- Try it:
In the excerpt below on micromolded polymer separation devices, where was the simple spherical lens positioned?

- Excerpt provided:
The micromoulding of polymers has provided an ideal fabrication route for the construction of single-use integrated devices for electrokinetic microseparations. Our designs have incorporated injector geometry that allows variable injection volumes in microchannels controlled by a combination of programmed hydrodynamics and electrophoresis. The utility of the injection scheme is demonstrated for isotachophoresis separations. Further developments have lead to the incorporation of parallel opposed conductivity detection electrodes in two ways. Firstly, by the injection of conducting polymer into a pre-molded channel system and secondly through the molding of the polymer microchannels around electrodes pre-molded in conducting polymer. This has provided a potential rapid manufacturing route for low cost polymer separation devices. As well as integrated conductivity detection electrodes, simple optical elements have been incorporated into injection molded ITP devices to permit detection of the separated bands by optical means. A simple spherical lens was incorporated into the top section of the device which included the sample and buffer reservoirs. The lens was positioned directly above the conductivity detection electrodes, to permit simultaneous electrochemical and optical detection. The lens was used to perform visible absorption spectroscopy using an Ocean Optics spectrography and tungsten-halogen fiber-optic white light source.

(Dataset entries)
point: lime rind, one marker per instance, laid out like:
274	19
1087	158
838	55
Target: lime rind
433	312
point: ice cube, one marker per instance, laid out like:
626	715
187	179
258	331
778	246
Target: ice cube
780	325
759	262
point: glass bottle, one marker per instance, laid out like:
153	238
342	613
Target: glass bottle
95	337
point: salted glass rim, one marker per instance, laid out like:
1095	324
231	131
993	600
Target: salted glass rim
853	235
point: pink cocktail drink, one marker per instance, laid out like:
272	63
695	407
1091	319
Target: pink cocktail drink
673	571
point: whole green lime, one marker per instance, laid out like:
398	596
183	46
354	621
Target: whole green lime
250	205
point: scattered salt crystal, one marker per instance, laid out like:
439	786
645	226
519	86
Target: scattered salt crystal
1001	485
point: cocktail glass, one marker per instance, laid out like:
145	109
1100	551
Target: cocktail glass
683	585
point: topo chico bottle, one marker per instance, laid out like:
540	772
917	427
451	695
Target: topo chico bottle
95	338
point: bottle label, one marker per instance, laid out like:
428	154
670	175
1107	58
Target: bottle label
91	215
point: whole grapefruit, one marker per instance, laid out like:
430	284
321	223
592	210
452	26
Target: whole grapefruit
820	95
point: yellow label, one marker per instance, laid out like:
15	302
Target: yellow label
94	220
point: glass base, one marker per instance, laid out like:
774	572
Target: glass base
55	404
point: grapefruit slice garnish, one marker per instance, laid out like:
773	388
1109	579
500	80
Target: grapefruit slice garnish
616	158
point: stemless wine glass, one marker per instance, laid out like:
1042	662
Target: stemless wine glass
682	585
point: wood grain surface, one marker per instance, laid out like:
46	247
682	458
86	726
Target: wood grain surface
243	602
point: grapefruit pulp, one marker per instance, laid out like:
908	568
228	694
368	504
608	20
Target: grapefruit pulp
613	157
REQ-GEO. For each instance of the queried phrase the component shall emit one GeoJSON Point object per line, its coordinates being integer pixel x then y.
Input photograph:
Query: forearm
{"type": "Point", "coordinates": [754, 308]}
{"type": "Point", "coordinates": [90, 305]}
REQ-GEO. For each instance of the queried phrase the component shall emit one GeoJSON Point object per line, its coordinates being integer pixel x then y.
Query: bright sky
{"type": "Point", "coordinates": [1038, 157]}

- Task result:
Directly above the conductivity detection electrodes.